▶ _EXERCISE DIRECTIONS_
Copy every line of the following data that includes the string "brown".
:: DATA SECTION ::
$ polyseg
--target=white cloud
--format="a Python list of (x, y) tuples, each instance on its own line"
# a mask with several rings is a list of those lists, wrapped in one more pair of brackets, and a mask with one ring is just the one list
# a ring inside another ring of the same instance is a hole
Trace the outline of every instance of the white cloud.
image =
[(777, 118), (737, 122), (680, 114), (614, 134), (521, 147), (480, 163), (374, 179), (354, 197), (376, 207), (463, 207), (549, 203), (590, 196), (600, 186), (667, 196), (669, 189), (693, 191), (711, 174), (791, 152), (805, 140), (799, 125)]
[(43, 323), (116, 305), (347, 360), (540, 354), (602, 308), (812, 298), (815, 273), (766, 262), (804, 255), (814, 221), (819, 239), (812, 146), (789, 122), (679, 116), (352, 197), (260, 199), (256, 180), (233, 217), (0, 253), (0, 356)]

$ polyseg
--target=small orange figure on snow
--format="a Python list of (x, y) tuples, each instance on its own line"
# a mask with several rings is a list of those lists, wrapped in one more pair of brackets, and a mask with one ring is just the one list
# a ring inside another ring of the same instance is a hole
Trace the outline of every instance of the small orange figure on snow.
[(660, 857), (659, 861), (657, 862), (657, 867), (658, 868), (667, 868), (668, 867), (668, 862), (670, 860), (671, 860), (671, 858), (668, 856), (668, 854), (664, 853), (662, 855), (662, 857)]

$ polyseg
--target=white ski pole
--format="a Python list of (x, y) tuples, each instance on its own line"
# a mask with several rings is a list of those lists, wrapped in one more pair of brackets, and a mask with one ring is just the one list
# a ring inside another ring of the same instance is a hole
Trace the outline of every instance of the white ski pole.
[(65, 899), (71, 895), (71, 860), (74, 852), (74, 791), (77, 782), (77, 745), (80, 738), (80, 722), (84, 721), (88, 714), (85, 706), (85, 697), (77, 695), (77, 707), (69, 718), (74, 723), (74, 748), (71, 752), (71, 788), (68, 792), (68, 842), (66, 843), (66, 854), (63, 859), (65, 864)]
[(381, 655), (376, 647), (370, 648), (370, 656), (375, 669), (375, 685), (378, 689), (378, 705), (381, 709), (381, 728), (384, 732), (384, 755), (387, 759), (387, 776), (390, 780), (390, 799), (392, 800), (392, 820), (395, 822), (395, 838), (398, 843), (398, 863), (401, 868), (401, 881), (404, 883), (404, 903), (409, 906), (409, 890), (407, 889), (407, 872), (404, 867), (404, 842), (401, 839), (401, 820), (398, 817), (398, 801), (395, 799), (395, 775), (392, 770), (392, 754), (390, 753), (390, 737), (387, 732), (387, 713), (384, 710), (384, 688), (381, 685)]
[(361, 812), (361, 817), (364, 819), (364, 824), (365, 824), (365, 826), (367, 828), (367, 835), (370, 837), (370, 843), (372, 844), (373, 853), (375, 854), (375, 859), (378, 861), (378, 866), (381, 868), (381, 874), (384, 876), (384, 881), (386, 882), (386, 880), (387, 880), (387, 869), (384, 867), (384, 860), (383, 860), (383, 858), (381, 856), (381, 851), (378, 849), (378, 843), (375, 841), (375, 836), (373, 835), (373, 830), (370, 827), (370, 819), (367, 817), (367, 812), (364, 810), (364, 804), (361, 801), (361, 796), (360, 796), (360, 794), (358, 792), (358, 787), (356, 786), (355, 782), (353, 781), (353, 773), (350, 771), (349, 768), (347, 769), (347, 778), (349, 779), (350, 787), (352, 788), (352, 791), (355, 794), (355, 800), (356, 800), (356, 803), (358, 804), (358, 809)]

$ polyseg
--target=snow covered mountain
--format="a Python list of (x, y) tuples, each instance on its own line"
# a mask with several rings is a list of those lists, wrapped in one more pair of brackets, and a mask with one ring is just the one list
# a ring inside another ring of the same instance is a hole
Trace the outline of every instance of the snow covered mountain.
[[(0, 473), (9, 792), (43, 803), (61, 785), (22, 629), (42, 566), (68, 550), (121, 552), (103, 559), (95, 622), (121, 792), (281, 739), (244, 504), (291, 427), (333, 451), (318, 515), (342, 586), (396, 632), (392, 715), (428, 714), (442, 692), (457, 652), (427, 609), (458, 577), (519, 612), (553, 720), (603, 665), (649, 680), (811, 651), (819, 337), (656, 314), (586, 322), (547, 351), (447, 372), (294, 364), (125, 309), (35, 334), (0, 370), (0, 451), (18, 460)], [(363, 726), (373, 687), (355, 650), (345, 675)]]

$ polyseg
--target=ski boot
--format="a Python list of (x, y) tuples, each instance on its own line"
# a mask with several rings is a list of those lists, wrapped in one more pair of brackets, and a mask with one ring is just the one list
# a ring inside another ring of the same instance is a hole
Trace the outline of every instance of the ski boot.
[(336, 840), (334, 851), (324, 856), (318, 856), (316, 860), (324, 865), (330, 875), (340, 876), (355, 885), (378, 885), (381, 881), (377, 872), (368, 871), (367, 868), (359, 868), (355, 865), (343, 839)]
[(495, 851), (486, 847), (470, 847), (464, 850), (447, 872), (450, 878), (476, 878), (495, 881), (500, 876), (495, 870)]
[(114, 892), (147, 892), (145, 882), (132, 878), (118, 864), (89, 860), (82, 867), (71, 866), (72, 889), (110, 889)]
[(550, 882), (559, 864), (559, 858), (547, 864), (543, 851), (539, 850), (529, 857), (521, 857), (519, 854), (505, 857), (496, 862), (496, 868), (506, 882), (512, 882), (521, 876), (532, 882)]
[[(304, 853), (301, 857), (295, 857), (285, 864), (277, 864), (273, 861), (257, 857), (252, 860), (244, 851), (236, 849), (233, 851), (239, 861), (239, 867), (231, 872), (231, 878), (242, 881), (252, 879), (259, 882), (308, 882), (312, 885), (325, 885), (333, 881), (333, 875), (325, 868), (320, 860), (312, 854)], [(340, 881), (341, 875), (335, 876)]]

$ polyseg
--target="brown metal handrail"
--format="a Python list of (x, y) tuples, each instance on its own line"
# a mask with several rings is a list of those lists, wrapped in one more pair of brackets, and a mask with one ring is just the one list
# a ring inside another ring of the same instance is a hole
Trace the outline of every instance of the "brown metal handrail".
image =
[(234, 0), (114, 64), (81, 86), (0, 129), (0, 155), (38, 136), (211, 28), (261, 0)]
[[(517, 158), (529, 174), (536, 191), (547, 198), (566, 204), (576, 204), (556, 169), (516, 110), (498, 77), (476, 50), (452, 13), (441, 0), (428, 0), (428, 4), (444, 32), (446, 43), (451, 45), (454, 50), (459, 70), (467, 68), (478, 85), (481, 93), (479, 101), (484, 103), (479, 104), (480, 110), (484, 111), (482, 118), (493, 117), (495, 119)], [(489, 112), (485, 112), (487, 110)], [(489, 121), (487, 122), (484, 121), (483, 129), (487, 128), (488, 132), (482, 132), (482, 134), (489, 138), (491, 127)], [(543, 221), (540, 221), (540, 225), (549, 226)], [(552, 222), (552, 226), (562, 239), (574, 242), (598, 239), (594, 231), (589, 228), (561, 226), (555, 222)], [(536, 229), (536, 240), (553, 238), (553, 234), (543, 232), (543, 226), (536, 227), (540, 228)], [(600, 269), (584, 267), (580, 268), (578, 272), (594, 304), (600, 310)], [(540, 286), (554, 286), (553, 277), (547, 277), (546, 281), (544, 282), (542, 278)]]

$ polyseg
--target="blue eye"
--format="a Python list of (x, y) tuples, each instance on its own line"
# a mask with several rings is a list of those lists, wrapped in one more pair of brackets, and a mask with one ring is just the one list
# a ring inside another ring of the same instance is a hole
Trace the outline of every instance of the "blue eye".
:::
▶ _RESPONSE BELOW_
--target="brown metal handrail"
Trace the outline of every instance of the "brown metal handrail".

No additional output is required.